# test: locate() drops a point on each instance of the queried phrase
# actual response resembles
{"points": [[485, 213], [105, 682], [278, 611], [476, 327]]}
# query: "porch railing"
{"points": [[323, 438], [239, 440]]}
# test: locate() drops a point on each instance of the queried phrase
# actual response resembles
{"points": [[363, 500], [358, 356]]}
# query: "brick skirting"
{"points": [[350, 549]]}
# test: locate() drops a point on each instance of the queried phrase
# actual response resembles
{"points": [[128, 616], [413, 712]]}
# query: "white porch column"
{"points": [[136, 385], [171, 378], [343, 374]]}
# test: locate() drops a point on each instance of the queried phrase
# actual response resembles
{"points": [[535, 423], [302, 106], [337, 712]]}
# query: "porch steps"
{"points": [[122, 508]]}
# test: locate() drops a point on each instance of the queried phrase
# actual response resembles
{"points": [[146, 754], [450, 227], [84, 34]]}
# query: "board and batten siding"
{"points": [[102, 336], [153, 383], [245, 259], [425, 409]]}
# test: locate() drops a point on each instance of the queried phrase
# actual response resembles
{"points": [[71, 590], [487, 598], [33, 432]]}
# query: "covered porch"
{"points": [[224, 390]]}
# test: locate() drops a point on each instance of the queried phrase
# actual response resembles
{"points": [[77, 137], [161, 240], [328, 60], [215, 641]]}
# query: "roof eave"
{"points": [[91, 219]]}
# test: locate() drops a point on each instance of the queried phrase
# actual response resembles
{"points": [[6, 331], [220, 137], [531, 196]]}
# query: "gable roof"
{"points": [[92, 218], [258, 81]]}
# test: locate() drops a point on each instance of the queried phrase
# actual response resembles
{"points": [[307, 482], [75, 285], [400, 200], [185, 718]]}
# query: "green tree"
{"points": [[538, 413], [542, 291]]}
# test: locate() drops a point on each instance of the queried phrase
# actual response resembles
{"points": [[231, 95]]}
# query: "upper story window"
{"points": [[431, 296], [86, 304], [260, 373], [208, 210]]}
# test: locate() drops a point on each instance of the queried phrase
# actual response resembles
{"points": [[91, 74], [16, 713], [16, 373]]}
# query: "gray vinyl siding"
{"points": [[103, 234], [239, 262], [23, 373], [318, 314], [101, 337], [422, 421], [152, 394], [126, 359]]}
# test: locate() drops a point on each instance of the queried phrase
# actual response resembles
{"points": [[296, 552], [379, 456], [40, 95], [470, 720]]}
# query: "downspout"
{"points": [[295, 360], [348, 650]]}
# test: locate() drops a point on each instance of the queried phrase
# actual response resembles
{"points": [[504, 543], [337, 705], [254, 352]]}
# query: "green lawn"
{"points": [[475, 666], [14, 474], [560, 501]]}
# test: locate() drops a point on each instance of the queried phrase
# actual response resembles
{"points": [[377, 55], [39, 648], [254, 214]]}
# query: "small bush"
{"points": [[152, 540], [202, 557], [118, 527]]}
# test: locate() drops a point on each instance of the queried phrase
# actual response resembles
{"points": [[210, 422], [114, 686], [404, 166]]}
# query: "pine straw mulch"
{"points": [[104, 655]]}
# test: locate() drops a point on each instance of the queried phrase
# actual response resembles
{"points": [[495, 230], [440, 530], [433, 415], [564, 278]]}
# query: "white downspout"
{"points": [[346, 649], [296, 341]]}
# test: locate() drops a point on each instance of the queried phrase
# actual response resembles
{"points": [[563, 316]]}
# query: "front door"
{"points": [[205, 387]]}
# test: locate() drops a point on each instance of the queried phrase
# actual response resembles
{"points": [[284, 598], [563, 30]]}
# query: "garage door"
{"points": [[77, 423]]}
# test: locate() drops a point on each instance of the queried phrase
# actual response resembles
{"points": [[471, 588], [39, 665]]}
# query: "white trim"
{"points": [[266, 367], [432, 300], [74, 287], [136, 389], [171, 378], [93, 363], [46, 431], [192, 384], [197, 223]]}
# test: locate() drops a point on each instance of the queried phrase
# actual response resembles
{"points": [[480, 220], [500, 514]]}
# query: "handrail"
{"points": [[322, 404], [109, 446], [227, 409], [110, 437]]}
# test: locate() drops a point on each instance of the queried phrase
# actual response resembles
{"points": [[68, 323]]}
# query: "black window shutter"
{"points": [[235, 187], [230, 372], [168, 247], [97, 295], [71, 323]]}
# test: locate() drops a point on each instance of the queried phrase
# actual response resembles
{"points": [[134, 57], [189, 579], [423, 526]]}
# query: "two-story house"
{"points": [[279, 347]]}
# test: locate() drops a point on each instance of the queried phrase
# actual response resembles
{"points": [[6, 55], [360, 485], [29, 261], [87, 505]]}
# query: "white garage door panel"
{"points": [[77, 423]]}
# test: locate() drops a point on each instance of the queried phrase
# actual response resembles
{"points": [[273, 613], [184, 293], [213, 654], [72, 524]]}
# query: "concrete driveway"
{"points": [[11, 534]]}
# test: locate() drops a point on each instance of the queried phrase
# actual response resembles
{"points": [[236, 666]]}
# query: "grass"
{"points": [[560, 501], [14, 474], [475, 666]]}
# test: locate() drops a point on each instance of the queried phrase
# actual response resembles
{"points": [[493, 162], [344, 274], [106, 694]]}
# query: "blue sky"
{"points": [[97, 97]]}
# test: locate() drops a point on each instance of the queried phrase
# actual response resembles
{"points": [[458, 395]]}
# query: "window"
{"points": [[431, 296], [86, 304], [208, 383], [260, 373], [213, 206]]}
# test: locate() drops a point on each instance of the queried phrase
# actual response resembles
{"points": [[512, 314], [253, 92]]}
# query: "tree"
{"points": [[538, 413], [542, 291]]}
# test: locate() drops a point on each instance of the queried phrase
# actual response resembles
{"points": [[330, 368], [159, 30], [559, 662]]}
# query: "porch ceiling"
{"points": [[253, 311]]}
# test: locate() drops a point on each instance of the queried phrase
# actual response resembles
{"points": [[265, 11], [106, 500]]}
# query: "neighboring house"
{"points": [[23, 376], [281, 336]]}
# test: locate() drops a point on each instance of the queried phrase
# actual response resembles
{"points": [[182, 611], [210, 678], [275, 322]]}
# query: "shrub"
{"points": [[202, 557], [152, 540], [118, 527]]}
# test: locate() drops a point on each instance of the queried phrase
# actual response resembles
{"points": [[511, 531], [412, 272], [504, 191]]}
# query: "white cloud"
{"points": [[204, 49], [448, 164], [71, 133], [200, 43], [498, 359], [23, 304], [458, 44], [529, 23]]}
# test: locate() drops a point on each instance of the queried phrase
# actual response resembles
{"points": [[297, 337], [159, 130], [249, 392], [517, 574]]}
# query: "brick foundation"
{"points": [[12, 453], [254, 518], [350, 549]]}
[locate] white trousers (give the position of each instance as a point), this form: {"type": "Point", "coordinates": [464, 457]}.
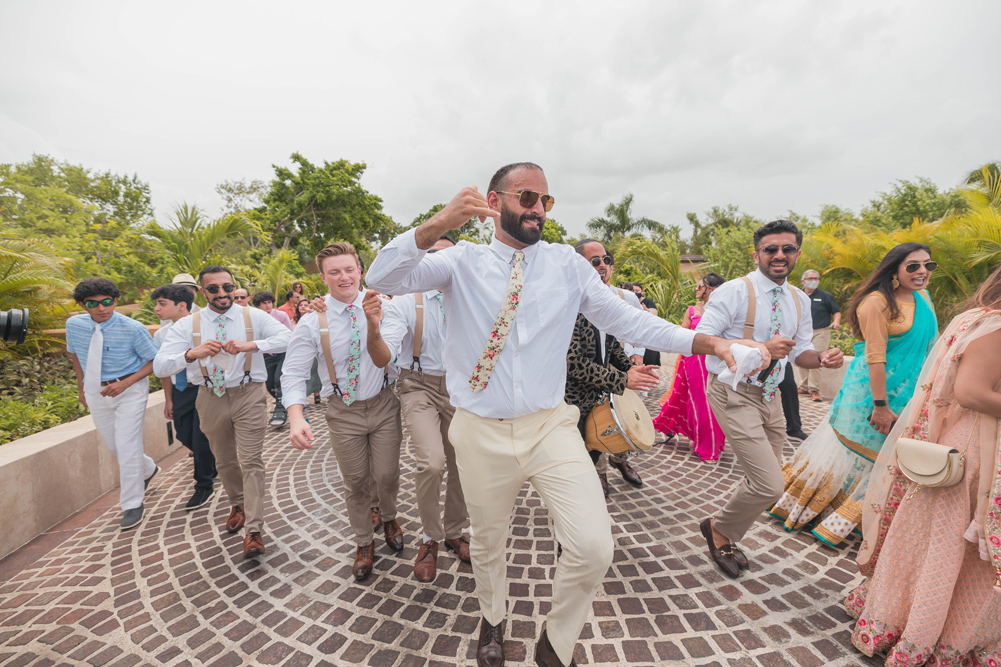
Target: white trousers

+ + +

§ Instructions for the task:
Apart from the pictures, repeat every entry exactly.

§ Response to this exercise:
# test: locate() drops a point on each instance of the queried phrase
# actual response resembles
{"points": [[485, 213], [105, 682], [278, 611], [476, 327]]}
# query: "porch railing"
{"points": [[323, 438], [239, 440]]}
# test: locate() drops a point on each instance of the queried phrase
# actual response resembles
{"points": [[363, 500], [358, 356]]}
# query: "brick skirting"
{"points": [[350, 549]]}
# test: locate() drops a point on each instance of the queried phrase
# actual response resembles
{"points": [[128, 616], [413, 712]]}
# query: "white porch column"
{"points": [[136, 385], [171, 378], [343, 374]]}
# test: locate() drops a point on each instance of the queried phrase
# actual response resembles
{"points": [[535, 423], [302, 106], [337, 712]]}
# query: "porch steps"
{"points": [[122, 508]]}
# test: locate() drops a point on each instance of the queried phrase
# actual response resembles
{"points": [[146, 754], [450, 227], [84, 34]]}
# query: "board and batten siding"
{"points": [[102, 336], [153, 383], [245, 259], [425, 409]]}
# test: locate() drops a point on each instance of the queried phrase
# actual response resembles
{"points": [[71, 590], [487, 598], [33, 432]]}
# query: "covered porch"
{"points": [[224, 390]]}
# test: locate() drops a point on each instance of the queried phrase
# actual response resembles
{"points": [[77, 137], [161, 240], [328, 60], [215, 641]]}
# query: "roof eave"
{"points": [[91, 219]]}
# test: locate() drops a point on each instance of the queried phrase
# actual response resembles
{"points": [[6, 331], [220, 137], [531, 196]]}
# query: "gable roof"
{"points": [[92, 218], [258, 81]]}
# test: locate() drops a point on each instance of the queried phrase
# actual response resembles
{"points": [[307, 482], [75, 285], [400, 200], [185, 718]]}
# query: "green tree"
{"points": [[538, 413], [542, 291]]}
# test: locate() drops a point on each instance of the queried phrase
# actual response resembles
{"points": [[231, 95]]}
# query: "upper story window"
{"points": [[431, 296], [86, 304], [260, 373], [208, 210]]}
# test: locate() drops a point on each instance of the queried phrase
# actual response resembles
{"points": [[91, 74], [16, 713], [16, 373]]}
# query: "gray vinyl siding"
{"points": [[103, 234], [239, 262], [23, 373], [318, 314], [101, 337], [422, 421], [152, 394], [126, 359]]}
# test: locate() drops a point on each instance of the queried phrase
# actual response resembles
{"points": [[296, 552], [379, 456], [40, 95], [470, 720]]}
# query: "downspout"
{"points": [[295, 360], [348, 650]]}
# test: locate() drops a point on each instance of the queried phrase
# actual response resembles
{"points": [[504, 543], [337, 705], [254, 352]]}
# query: "green lawn"
{"points": [[475, 666], [14, 474], [560, 501]]}
# test: locate() drops a point on each instance of the queried phrase
# actual response resembles
{"points": [[377, 55], [39, 648], [254, 214]]}
# query: "small bush"
{"points": [[152, 540], [202, 557], [118, 527]]}
# test: locate() drops a point on each instance of the queried phrase
# actual response resembles
{"points": [[210, 422], [114, 686], [404, 166]]}
# query: "pine straw mulch"
{"points": [[104, 655]]}
# test: locate() drops a point on each instance of the queried phrase
# actual response resembles
{"points": [[495, 230], [440, 530], [433, 415], [564, 278]]}
# query: "white downspout"
{"points": [[346, 649], [296, 341]]}
# test: locate() drops a point on each instance of the queried phrase
# actual response resembles
{"points": [[563, 316]]}
# query: "front door"
{"points": [[205, 387]]}
# test: locate() drops a point on each instance of the queried phrase
# actual response resembles
{"points": [[284, 598], [563, 30]]}
# query: "garage door"
{"points": [[77, 423]]}
# test: locate() drops a point on each instance of the queried phrase
# actual response resembles
{"points": [[471, 588], [39, 665]]}
# query: "white trim"
{"points": [[266, 367], [432, 300], [74, 287], [136, 389], [171, 378], [93, 363], [46, 431], [192, 384], [197, 223]]}
# test: locate() drops a point on each instance of the queried phrase
# actual response resembles
{"points": [[480, 220], [500, 514]]}
# query: "handrail"
{"points": [[322, 404], [109, 446], [227, 409], [110, 437]]}
# test: locate() drops a point on each instance of the queried phrase
# actual response resembles
{"points": [[68, 323]]}
# query: "black window shutter"
{"points": [[235, 187], [230, 372], [168, 247], [97, 295], [71, 323]]}
# test: locate() drops a point on each instance of the queried phrase
# actual response resembles
{"points": [[134, 57], [189, 579], [423, 526]]}
# query: "two-story house"
{"points": [[279, 347]]}
# test: locate() drops a point on each instance of the queried phrase
# actual response resembles
{"points": [[6, 55], [360, 485], [29, 261], [87, 505]]}
# query: "white garage door panel"
{"points": [[77, 423]]}
# test: locate() drops a point on each instance of the queried phrase
# actual response resembles
{"points": [[273, 613], [184, 293], [213, 654], [72, 524]]}
# query: "concrete driveway"
{"points": [[11, 534]]}
# test: locate() drops a point on each instance of the queried phrase
# actual response resembles
{"points": [[236, 666]]}
# query: "grass"
{"points": [[560, 501], [14, 474], [475, 666]]}
# test: locate() drops a point on each instance of the queried phrase
# actual response resembles
{"points": [[493, 162], [344, 274], [106, 694]]}
# query: "blue sky"
{"points": [[97, 97]]}
# test: locate() drops a point on each instance of the queried phrase
# actual response resembles
{"points": [[458, 395]]}
# query: "window"
{"points": [[431, 296], [86, 304], [208, 383], [260, 373], [213, 206]]}
# test: locate() drops a point on each instance of the queried phrase
# actual response resembles
{"points": [[512, 314], [253, 92]]}
# query: "tree"
{"points": [[538, 413], [542, 291]]}
# test: locate() drops a point on each instance of the queried phrase
# actual response resembles
{"points": [[330, 368], [159, 30], [559, 662]]}
# query: "porch ceiling"
{"points": [[253, 311]]}
# test: locate() drops a point on each instance of the queried phrase
# actual response resembles
{"points": [[265, 11], [106, 500]]}
# query: "neighboring house"
{"points": [[23, 376], [281, 336]]}
# test: locate() drops a point on each instance of the queried phrase
# actual response resembles
{"points": [[182, 611], [210, 678], [275, 322]]}
# query: "shrub"
{"points": [[202, 557], [152, 540], [118, 527]]}
# test: locate() drops a point on each instance of the queried phrase
# actual response resembles
{"points": [[511, 531], [412, 272], [504, 191]]}
# query: "white cloud"
{"points": [[204, 49], [448, 164], [71, 133], [200, 43], [498, 359], [23, 304], [458, 44], [529, 23]]}
# test: locate() drops a point on each instance of the queried phrase
# actual response resembles
{"points": [[297, 337], [159, 130], [249, 392], [517, 574]]}
# query: "brick foundation"
{"points": [[12, 453], [254, 518], [350, 549]]}
[locate] white trousers (give the position of each instance as a point), this form: {"type": "Point", "coordinates": [464, 457]}.
Target: white trousers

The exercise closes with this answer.